▶ [Exercise description]: Quote every one of the lines below word for word, leaving out the pictures.

[Point annotation records]
>>>>

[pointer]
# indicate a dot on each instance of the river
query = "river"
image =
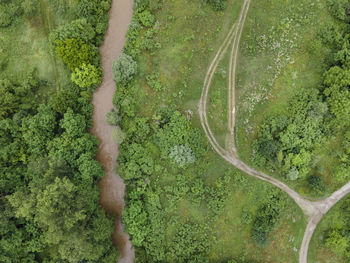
(111, 185)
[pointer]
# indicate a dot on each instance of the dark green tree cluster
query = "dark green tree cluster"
(164, 145)
(76, 43)
(337, 237)
(267, 217)
(289, 143)
(48, 171)
(48, 186)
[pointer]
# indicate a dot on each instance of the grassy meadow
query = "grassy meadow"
(188, 34)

<<<<

▶ [Response to the exercise]:
[pointer]
# indicate a dot on each instance of the river
query = "river"
image =
(111, 185)
[pointer]
# indicate a dot on each instance of the dark green tree cluster
query = "dark green tree cluster"
(164, 145)
(76, 43)
(337, 237)
(267, 217)
(289, 143)
(48, 171)
(48, 186)
[pointer]
# indicate a dot on each instance of the grassy meadow
query = "grassy meadow"
(188, 34)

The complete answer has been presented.